__Written task__. Quote exactly, and only, the lines from the one with "For every instance of the car headlight" through the end of the listing.

__Records excerpted from a collection__.
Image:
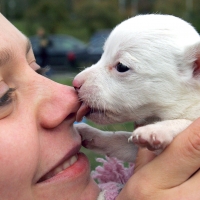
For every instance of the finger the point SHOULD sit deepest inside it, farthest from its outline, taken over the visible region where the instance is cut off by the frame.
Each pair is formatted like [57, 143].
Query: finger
[187, 190]
[144, 156]
[178, 162]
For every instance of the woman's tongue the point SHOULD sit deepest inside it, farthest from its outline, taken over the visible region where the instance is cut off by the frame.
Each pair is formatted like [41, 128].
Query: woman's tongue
[83, 110]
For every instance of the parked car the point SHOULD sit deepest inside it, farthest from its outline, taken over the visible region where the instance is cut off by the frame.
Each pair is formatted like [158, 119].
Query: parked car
[64, 51]
[95, 46]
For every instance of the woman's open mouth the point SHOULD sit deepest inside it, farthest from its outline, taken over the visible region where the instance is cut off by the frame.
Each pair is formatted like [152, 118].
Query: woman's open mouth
[60, 168]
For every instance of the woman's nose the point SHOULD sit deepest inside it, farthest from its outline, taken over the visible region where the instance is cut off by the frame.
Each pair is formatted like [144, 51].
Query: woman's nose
[58, 103]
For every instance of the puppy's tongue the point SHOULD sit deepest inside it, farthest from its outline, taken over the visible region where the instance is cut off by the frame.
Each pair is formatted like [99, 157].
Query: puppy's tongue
[83, 110]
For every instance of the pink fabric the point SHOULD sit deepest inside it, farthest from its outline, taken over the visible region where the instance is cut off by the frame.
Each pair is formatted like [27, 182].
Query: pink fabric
[112, 176]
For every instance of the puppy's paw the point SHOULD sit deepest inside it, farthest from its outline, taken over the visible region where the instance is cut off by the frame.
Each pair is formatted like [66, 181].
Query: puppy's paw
[153, 137]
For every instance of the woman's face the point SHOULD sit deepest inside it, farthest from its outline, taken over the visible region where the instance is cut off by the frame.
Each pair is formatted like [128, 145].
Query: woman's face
[39, 148]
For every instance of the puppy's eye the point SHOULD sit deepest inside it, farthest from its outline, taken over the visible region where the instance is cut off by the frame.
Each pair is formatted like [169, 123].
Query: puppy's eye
[121, 68]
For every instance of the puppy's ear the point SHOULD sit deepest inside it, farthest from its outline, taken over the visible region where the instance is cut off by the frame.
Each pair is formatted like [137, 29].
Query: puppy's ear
[196, 66]
[192, 59]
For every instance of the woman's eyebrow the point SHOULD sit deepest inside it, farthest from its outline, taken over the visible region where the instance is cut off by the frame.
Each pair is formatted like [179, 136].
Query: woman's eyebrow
[5, 56]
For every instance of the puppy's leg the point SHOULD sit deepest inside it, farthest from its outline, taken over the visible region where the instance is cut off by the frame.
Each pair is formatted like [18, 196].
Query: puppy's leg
[112, 144]
[159, 135]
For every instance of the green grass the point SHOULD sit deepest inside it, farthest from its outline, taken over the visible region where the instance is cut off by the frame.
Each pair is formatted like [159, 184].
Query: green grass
[67, 80]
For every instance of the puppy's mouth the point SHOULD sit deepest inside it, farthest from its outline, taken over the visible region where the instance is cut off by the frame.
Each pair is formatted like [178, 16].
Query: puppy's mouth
[85, 110]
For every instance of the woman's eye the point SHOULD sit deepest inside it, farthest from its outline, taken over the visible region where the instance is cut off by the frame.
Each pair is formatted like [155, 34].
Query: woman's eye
[121, 68]
[43, 71]
[7, 97]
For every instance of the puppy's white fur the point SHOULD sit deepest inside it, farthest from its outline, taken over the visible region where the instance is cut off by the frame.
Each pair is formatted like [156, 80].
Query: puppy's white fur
[161, 89]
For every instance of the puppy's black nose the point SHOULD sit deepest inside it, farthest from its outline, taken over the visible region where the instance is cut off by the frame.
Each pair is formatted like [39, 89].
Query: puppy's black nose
[77, 88]
[77, 83]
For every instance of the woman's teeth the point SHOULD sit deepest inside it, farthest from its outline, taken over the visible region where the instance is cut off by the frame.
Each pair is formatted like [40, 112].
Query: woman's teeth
[60, 168]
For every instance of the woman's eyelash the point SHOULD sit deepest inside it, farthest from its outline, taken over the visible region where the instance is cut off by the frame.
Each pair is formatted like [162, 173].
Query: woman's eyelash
[43, 71]
[7, 97]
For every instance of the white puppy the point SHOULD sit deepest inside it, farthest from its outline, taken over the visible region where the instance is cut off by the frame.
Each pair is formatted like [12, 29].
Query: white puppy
[149, 73]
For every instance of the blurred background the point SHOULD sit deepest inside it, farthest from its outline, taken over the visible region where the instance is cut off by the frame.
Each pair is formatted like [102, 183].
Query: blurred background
[68, 35]
[77, 29]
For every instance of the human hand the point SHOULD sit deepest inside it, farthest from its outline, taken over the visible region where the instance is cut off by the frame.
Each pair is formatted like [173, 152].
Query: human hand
[172, 175]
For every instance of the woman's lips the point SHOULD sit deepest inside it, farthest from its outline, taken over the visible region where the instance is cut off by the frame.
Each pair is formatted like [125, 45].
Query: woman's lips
[72, 168]
[83, 110]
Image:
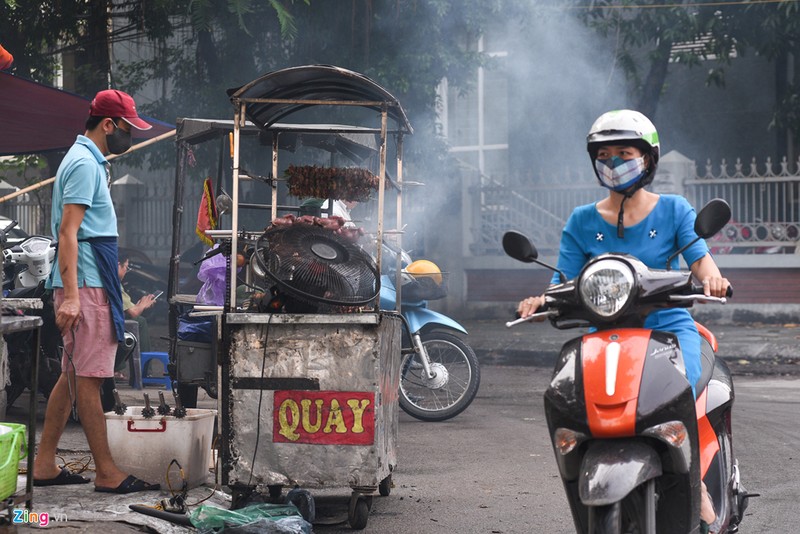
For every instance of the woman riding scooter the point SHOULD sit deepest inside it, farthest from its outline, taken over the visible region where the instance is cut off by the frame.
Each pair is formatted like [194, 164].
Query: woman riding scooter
[624, 146]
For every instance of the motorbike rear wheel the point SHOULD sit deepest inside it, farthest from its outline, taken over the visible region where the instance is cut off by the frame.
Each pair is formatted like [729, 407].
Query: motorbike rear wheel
[454, 387]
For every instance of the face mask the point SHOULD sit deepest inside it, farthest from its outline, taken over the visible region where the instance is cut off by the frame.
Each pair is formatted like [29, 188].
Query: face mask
[118, 142]
[618, 174]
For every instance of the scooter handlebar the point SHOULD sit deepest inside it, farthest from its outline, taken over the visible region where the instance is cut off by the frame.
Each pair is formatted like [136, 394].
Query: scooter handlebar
[538, 315]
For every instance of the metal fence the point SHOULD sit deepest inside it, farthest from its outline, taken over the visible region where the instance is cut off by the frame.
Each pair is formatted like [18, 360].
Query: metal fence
[764, 203]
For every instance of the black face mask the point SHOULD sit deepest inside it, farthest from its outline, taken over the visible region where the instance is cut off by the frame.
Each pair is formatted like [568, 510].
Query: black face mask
[118, 142]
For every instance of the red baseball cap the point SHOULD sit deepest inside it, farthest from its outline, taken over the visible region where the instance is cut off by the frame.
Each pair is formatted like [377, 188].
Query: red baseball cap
[113, 103]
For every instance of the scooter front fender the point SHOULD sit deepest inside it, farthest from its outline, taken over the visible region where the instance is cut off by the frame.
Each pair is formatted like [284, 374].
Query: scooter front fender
[611, 469]
[420, 317]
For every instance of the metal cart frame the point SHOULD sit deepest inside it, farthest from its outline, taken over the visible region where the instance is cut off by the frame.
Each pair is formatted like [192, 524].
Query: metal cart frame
[268, 361]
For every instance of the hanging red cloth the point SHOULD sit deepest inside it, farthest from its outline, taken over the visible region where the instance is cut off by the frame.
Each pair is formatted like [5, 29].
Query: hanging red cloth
[6, 59]
[207, 213]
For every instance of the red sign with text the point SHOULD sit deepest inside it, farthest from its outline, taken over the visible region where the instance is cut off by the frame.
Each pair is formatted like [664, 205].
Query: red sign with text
[324, 417]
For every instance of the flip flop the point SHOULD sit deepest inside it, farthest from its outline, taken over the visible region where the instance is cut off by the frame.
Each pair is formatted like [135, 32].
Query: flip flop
[129, 485]
[64, 478]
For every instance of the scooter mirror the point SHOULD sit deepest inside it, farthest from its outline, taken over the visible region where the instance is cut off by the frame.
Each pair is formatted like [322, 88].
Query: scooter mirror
[224, 203]
[712, 218]
[519, 247]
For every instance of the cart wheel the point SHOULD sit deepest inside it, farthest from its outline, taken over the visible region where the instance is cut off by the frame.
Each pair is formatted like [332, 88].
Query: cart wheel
[358, 514]
[275, 493]
[385, 487]
[304, 502]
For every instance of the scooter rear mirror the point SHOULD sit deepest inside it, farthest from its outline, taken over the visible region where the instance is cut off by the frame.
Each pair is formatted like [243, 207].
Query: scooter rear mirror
[224, 203]
[519, 247]
[712, 218]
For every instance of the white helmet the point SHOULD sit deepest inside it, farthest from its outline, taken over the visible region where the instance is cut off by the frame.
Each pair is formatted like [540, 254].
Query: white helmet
[626, 127]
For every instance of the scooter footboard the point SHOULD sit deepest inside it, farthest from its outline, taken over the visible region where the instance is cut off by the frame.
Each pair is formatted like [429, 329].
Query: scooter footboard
[611, 469]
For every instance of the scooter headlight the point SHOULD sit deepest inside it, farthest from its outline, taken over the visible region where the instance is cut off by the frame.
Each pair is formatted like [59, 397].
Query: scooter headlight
[606, 287]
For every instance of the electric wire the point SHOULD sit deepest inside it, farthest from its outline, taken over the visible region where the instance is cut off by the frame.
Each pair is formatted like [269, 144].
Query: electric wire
[265, 332]
[592, 7]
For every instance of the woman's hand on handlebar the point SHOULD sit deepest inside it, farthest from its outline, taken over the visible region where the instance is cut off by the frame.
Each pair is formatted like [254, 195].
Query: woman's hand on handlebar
[529, 306]
[716, 286]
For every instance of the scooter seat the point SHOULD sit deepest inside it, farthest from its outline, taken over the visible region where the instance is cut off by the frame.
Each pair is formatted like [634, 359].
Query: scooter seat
[707, 358]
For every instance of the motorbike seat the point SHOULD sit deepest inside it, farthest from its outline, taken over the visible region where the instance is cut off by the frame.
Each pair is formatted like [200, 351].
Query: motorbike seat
[707, 358]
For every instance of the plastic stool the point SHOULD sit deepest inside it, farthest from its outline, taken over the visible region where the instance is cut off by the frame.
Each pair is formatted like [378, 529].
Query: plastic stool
[147, 380]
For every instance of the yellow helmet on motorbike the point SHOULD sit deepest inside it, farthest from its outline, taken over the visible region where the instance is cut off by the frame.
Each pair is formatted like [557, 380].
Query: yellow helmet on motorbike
[425, 268]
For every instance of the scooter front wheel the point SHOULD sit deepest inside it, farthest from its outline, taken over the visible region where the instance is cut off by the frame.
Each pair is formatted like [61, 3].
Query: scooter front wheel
[453, 386]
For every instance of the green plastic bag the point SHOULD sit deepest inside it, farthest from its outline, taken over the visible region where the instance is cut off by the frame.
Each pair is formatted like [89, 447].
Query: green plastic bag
[277, 518]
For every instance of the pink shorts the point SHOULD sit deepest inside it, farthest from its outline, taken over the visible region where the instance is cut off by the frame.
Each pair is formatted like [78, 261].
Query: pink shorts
[95, 345]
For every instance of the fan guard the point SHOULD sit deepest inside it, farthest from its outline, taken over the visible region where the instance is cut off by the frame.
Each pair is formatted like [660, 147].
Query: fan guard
[317, 265]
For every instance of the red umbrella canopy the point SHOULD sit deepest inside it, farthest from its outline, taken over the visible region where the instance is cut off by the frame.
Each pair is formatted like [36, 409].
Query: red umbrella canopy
[38, 118]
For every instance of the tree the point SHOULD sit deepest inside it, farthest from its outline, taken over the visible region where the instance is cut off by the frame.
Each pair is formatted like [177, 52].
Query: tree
[649, 35]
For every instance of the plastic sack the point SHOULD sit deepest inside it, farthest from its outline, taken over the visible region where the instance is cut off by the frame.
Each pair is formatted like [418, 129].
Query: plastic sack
[212, 273]
[277, 518]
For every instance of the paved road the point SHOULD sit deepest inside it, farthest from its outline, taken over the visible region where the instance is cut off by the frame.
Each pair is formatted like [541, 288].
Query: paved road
[491, 468]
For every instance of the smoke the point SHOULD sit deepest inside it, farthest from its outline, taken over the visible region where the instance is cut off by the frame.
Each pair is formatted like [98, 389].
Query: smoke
[564, 76]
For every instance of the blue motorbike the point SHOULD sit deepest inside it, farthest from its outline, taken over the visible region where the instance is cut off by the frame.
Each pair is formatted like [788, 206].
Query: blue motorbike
[440, 373]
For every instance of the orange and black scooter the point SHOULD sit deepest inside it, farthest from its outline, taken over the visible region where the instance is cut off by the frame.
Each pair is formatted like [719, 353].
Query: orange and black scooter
[631, 442]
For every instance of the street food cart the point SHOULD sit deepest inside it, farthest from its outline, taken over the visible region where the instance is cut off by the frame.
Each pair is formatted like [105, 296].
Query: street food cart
[306, 364]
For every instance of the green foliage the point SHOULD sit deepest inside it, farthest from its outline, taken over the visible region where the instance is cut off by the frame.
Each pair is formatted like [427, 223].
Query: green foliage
[645, 30]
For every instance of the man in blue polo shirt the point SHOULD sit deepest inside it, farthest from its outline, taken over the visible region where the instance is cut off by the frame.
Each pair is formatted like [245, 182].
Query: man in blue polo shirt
[87, 296]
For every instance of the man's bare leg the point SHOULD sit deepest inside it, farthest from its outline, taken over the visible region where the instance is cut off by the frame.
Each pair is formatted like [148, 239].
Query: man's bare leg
[90, 411]
[55, 419]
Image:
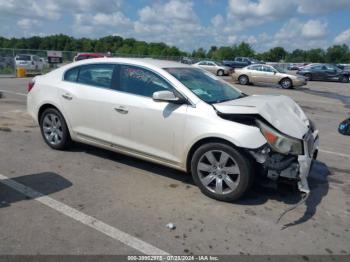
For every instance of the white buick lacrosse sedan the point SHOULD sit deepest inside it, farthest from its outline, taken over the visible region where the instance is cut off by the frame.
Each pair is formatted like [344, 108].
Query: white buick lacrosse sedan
[178, 116]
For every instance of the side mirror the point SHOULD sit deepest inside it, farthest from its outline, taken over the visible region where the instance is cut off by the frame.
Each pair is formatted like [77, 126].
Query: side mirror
[167, 96]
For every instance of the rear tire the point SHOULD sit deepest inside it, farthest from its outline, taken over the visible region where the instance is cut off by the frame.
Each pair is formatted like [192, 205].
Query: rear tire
[243, 80]
[54, 129]
[221, 172]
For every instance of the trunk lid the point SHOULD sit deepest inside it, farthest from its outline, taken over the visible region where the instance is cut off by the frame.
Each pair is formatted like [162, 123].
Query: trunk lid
[279, 110]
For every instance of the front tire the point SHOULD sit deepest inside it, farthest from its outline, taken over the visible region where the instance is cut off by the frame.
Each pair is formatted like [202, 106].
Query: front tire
[220, 72]
[344, 79]
[54, 129]
[243, 80]
[286, 83]
[221, 172]
[308, 77]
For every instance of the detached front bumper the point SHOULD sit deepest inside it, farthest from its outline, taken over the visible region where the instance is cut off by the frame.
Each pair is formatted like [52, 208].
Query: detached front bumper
[299, 81]
[290, 167]
[311, 146]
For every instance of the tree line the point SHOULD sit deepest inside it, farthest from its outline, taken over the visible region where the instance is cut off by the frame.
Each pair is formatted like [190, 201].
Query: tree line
[130, 46]
[333, 54]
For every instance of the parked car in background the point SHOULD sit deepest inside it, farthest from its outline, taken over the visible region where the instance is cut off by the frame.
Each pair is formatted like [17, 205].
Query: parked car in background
[187, 60]
[324, 72]
[240, 62]
[82, 56]
[179, 116]
[267, 74]
[29, 62]
[293, 67]
[214, 67]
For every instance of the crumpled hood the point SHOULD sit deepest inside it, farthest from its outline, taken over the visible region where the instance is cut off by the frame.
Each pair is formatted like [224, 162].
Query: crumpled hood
[279, 110]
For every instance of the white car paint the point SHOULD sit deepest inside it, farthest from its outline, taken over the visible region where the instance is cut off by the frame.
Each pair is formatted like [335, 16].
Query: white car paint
[29, 62]
[160, 131]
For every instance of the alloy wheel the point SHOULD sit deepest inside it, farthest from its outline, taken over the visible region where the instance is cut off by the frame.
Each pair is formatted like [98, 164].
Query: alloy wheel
[218, 172]
[52, 128]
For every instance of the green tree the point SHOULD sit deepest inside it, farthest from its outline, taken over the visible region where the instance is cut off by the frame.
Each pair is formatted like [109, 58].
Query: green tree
[338, 54]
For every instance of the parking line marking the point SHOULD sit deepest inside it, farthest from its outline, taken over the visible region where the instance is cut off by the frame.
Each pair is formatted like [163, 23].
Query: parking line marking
[90, 221]
[13, 93]
[334, 153]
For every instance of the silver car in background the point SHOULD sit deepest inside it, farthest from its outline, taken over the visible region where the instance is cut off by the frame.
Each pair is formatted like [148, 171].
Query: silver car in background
[214, 67]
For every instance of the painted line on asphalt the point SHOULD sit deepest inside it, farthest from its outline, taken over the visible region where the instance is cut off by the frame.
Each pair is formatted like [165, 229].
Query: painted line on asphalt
[334, 153]
[90, 221]
[13, 93]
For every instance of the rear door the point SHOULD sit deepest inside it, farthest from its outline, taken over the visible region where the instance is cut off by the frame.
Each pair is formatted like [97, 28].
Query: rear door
[255, 73]
[211, 67]
[87, 98]
[332, 72]
[268, 74]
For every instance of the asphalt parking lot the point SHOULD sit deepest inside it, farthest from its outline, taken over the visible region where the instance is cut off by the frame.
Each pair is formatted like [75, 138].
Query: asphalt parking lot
[94, 201]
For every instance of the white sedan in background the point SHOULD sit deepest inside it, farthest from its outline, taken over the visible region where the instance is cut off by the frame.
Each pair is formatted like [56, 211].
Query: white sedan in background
[29, 62]
[214, 67]
[178, 116]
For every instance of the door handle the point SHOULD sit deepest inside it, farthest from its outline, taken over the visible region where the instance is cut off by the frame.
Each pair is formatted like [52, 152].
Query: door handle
[121, 110]
[67, 96]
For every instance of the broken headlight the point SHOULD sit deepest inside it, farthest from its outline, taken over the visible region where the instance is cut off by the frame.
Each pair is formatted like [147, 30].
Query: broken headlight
[279, 142]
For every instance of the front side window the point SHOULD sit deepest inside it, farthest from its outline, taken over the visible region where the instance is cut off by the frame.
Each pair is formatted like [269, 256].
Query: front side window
[72, 74]
[23, 58]
[318, 67]
[206, 86]
[139, 81]
[96, 75]
[255, 67]
[267, 69]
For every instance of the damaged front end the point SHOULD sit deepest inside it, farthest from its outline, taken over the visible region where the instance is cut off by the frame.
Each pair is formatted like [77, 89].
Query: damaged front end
[282, 156]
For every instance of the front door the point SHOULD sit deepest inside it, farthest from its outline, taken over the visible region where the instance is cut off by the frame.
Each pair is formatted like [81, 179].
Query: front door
[154, 129]
[86, 96]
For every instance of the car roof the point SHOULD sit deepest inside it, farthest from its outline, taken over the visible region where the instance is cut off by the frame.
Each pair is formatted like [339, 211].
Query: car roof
[90, 54]
[135, 61]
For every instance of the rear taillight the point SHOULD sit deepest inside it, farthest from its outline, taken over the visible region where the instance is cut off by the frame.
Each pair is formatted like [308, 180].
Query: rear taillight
[30, 85]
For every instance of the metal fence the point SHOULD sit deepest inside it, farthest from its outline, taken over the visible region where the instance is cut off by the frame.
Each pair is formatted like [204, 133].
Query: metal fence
[9, 63]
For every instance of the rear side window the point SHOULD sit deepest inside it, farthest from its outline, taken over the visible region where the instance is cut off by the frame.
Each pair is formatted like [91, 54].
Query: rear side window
[23, 57]
[139, 81]
[72, 74]
[81, 57]
[99, 75]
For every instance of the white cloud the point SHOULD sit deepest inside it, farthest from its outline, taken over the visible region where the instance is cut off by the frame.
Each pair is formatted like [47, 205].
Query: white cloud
[173, 22]
[265, 9]
[27, 24]
[298, 34]
[43, 9]
[101, 22]
[93, 6]
[343, 37]
[217, 20]
[321, 6]
[314, 29]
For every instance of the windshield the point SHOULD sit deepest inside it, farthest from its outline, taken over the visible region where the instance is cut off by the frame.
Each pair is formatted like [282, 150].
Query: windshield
[206, 86]
[279, 69]
[23, 57]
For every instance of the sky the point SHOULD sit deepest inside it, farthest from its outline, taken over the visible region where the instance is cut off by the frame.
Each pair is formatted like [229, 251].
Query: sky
[187, 24]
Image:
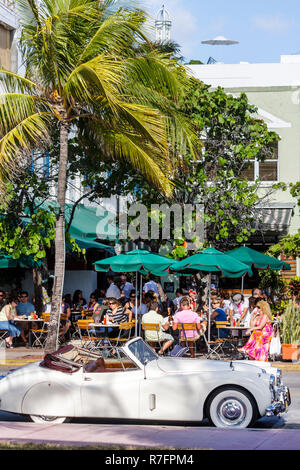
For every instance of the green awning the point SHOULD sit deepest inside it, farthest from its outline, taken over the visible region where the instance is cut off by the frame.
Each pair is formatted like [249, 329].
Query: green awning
[88, 221]
[7, 261]
[142, 261]
[211, 261]
[256, 259]
[88, 243]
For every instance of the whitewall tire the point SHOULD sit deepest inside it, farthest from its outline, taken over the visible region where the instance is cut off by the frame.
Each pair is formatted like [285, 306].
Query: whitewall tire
[231, 407]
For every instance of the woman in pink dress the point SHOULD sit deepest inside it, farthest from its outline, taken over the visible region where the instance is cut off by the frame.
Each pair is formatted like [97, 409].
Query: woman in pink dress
[257, 347]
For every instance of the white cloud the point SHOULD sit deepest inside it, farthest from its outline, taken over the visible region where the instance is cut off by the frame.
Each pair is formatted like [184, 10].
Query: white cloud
[272, 24]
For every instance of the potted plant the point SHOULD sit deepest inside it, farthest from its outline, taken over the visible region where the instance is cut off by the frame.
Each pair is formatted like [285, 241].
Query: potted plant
[289, 328]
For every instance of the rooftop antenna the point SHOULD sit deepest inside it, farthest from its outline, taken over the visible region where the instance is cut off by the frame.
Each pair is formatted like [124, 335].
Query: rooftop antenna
[163, 25]
[218, 41]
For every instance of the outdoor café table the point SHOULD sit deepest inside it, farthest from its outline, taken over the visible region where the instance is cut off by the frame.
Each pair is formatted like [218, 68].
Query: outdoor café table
[106, 342]
[240, 330]
[75, 315]
[29, 321]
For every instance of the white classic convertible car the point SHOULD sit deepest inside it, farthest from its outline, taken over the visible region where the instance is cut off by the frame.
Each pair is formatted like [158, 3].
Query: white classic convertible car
[74, 382]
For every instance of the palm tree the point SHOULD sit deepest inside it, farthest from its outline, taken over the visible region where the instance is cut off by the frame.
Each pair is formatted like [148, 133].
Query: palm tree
[81, 68]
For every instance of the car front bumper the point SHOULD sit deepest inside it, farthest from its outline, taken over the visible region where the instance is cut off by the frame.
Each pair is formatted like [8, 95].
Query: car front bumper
[281, 403]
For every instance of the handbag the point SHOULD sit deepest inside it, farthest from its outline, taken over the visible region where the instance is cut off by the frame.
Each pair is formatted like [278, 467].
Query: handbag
[275, 346]
[178, 350]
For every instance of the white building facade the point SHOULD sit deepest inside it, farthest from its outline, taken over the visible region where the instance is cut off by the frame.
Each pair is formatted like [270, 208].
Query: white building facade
[274, 88]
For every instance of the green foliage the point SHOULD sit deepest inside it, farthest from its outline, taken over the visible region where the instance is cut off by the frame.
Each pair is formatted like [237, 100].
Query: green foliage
[289, 325]
[290, 244]
[294, 286]
[25, 229]
[230, 136]
[271, 279]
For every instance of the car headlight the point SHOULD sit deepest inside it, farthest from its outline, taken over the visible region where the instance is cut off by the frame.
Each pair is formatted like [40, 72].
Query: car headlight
[278, 377]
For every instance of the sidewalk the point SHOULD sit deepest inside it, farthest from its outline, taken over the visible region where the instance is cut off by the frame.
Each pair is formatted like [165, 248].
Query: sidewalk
[19, 356]
[149, 436]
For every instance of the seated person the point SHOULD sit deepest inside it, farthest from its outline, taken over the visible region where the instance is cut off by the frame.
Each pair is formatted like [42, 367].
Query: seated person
[100, 311]
[219, 314]
[115, 313]
[154, 336]
[257, 346]
[186, 315]
[25, 309]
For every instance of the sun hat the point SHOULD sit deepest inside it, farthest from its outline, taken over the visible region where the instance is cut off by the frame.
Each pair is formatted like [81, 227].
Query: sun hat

__Solution__.
For every instance of the car headlight the point SHOULD sit deepest inside it, farthest from its outline, taken over the visible region where the instance is cut off by the frame.
Each pair is formatted like [40, 72].
Query: car headlight
[278, 377]
For every instance of the sidewalk the point SHOULD sit deepest inside it, farthest from its outline, taken over the visible region where the instance is cut off by the frame.
Each pair is formatted like [165, 248].
Query: sidewalk
[19, 356]
[149, 436]
For every instance of the seated person the point SHOULD sit deepest inside it, farthest from its outline, taken over the visible region where the instance is cut off by the frame.
Each pair is formatted like [42, 367].
Query: seated person
[100, 311]
[219, 314]
[115, 313]
[154, 336]
[257, 346]
[186, 315]
[25, 309]
For every instance of the sun hat the point SHOULD sit deepest inside it, farthest from its outline, taken over the visible region where the instance is cut off by the frame.
Each pair is formatted like [81, 227].
Query: sun hat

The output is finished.